→ Exercise instructions
Make an exact copy of the data below, leaving out every picture.

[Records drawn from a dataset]
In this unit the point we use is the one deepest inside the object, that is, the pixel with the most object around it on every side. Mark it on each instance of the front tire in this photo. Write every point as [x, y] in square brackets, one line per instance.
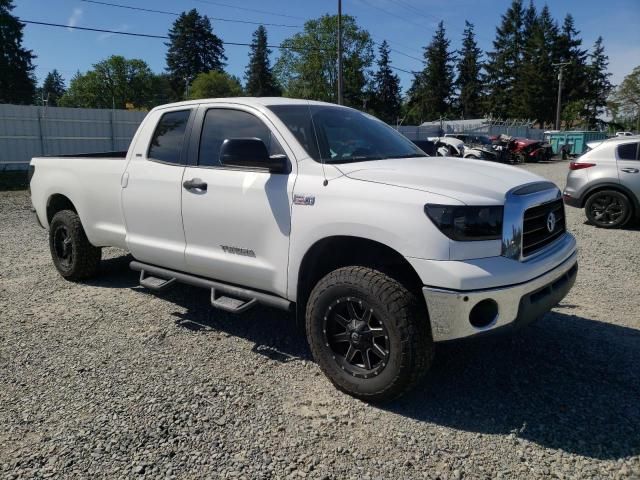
[608, 209]
[73, 255]
[368, 333]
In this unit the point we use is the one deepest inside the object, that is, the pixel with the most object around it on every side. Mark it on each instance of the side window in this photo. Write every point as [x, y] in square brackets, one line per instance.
[167, 140]
[221, 124]
[628, 151]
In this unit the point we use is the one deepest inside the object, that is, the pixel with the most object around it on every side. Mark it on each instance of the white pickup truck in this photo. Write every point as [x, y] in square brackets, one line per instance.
[324, 210]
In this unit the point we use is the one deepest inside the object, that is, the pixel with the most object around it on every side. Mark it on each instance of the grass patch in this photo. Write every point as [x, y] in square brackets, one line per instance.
[13, 180]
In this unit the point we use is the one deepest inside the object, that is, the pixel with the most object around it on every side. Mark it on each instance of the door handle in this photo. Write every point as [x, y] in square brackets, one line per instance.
[195, 184]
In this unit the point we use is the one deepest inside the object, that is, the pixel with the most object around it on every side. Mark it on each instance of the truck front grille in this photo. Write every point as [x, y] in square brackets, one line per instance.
[537, 232]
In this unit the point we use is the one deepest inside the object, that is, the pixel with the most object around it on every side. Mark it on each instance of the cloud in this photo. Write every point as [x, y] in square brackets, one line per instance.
[75, 17]
[104, 36]
[622, 59]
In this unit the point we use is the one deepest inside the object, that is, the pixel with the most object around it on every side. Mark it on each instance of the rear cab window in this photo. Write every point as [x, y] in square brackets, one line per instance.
[168, 138]
[628, 151]
[222, 124]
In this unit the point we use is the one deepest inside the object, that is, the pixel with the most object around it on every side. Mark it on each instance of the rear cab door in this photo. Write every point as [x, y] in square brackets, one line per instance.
[237, 228]
[152, 188]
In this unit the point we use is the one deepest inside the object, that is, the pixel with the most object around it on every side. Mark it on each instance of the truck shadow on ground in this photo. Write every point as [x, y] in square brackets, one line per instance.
[565, 382]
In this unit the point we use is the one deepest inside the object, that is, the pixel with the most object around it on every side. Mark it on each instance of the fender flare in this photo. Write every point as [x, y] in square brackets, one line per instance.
[614, 186]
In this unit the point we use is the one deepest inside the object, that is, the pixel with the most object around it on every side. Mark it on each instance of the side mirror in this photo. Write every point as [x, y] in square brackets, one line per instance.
[251, 153]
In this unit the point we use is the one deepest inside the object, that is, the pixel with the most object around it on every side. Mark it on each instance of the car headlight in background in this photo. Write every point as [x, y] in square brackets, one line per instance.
[467, 223]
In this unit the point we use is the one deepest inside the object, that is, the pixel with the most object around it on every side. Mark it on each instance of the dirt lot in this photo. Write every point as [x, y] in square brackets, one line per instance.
[104, 380]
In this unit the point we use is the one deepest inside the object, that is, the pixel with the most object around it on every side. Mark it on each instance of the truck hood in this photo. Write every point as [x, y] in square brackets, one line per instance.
[473, 182]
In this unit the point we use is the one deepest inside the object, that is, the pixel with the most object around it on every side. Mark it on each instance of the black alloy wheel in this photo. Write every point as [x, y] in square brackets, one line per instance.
[73, 255]
[357, 338]
[369, 334]
[608, 209]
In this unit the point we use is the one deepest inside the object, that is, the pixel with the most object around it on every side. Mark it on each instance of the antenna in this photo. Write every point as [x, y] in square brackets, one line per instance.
[559, 106]
[315, 134]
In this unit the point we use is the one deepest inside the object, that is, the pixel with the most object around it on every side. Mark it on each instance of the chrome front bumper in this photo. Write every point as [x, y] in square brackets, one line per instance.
[516, 304]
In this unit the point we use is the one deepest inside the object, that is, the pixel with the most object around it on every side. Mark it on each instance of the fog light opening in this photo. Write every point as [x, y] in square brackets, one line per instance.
[483, 313]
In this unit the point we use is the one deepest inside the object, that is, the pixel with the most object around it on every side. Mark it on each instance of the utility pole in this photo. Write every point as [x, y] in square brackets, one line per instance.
[340, 100]
[559, 106]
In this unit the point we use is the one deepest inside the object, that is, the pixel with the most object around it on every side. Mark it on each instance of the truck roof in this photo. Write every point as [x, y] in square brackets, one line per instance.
[249, 101]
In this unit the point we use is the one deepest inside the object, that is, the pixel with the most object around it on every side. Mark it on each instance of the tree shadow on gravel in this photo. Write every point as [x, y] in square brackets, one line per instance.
[565, 382]
[632, 226]
[115, 273]
[274, 333]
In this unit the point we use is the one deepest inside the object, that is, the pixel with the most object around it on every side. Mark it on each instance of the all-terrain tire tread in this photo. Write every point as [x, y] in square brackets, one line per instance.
[403, 307]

→ Task result
In this unit the point we use is the one deepest inside the object, that is, the pixel with the most object around it on every side. Mark it on each instance of the front tire in this photo. Write every point as [x, y] in square brackets, one line per instance.
[608, 209]
[73, 255]
[368, 333]
In this unit the point we use is the one deepest inside the object, that is, the pixel with the most object around it on every side. Mark it on each instance of the side window in this photo. Write every point as [x, y] in square brackets, one line per instance.
[167, 140]
[221, 124]
[628, 151]
In this unit the point we use is the one deepest inside the object, that is, the pixel with the most object around it on every side. Mark it on each instance of the white pickup truck in this photo. Write every point as [x, y] in square brackets, one line per instance.
[324, 210]
In this unit the point we use is the one deepest inside the object, that is, the pixel with the most object around it on every side. Mark it on each instance of the grass patch in this photo. Write every point as [x, y] in square brackets, one line per instance.
[13, 180]
In this unit the point we use is the one deepest inside the object, that is, the pixel with the most object around it on every side. Mark it on each instance of the door handle in this photo. Write every point as [x, y] in square brackets, one line per instance.
[195, 184]
In this unit the point we use is the one deepest inside the object, that is, the pixel with the most object around it on every side. Mark it on each instance of the truck front grille in this photo. Write every point as [x, y] in square brackets, one line per instance.
[537, 232]
In this unit the point we use is the one deepest inside the object, that is, the pixel with the most object around it on every side. Mark it on each instance of the cloud in this photo. Write every point as [x, y] in square brackets, one line per instance.
[75, 17]
[104, 36]
[622, 59]
In this unit the point we use is the one deepest inside the object, that is, the pixel with the most object around it on every side. Mark it on each instance of the rear cab window in this photo. Write every point as [x, y] in square brackets, one line per instance.
[168, 138]
[628, 151]
[222, 124]
In this unit the point we use is the one deepest inside the object, that is, the pixel with the most object around it on every side. Mark it on each instance of the rear cab door in this photo. Write every point as [x, y] in square brackets, one line per instance.
[237, 228]
[152, 188]
In this unit the point we use is the one deepest inside the object, that is, the pixel with the most object around it on every side. Mark it on each instance of the truck shadow on ground in this photo. Write every point as [x, y] in square brackets, one line per instance.
[565, 382]
In this unit the point we use is the one deepest inside the object, that is, the pixel with the most object around it on every side. Mark it on each instance of the fender flare in this photo. Write every point as [x, y] in square brackets, one line per instance.
[614, 186]
In this unit the point we use is the one deepest inside the object, that is, the pixel with the most object around it on every side. Mark it on each instance of the side mirror in this photo. Write every point as [x, y] in square brackets, one line per instance.
[251, 153]
In this unit the point we use is the one deepest inside the object, that is, the pixel with the most object around it on every side. Mark it on each instance of the car headlight in background in this photo. Write every point as [x, y] in square brackets, one line per instance.
[467, 223]
In this unit the point we use is the one deepest inside the object, that is, the pixel with the most object around it on every side. Mark it on each instance of the dirt lot in this photo. Write every point as [x, y] in square brackets, one line per instance.
[104, 380]
In this unit the point we use is the one deepest inside the object, that is, the pixel with the most object around it on every side. Mark it on each instance of the truck hood in this photo. Write every point as [x, y] in square brackets, one line per instance.
[473, 182]
In this unit the point we use is the one deepest inside the object, that is, the pixel with the most object around it on every side. Mark it on each instance of the black alloy wheel in this photo. Write every point as [x, y] in square brackets, one line per instance.
[73, 255]
[357, 338]
[369, 334]
[608, 209]
In this unit the point we use is the one deepest inside the object, that is, the pixel with the most object around it on every side. Mark it on each instance of the antenna in this photo. Write every point as [x, y] in square brackets, one line per instance.
[559, 106]
[315, 134]
In this unit the point we use is the one deepest inside the object, that is, the pixel with the most object around it on every side. Mark it on each instance of the chrome front bumper in this photo. Write every point as [x, y] in square brackets, one line per instance.
[516, 304]
In this unit the point we use is the one deepest inside the object, that is, the pixel with the most object around it on every side. Mark it on each instance of the fog light opening in this photo. Write every point as [x, y] in square brackets, one line per instance.
[483, 313]
In this unit the point we use is the one deepest inside the object, that is, the pixel with the most object around it on every side. Mark it on each instance of the utility pole in this photo. Write every point as [x, y] in square brackets, one line per instance.
[340, 100]
[559, 106]
In this unit the point we use is the one deepest inside the object, that is, the pixel with the most object around it on every side. Mark it on each instance of the truck roof in this photo. Write every point as [x, y] in square brackets, one line per instance.
[249, 101]
In this unit the point we use is the one deepest inside the object, that is, the pixel with the most object around it on every side. Mark it on each instance of the tree shadow on gravel in this photo. Write every point as [x, y] in square brackets, one line per instance.
[565, 382]
[632, 226]
[115, 273]
[274, 333]
In this unit the point we use is the one deepest inside the object, that is, the pixel with the most object around it on every side. Mark it on each instance of the all-terrain tire tread in this photo. Write every point as [x, y] in square brackets, one line per instance.
[403, 307]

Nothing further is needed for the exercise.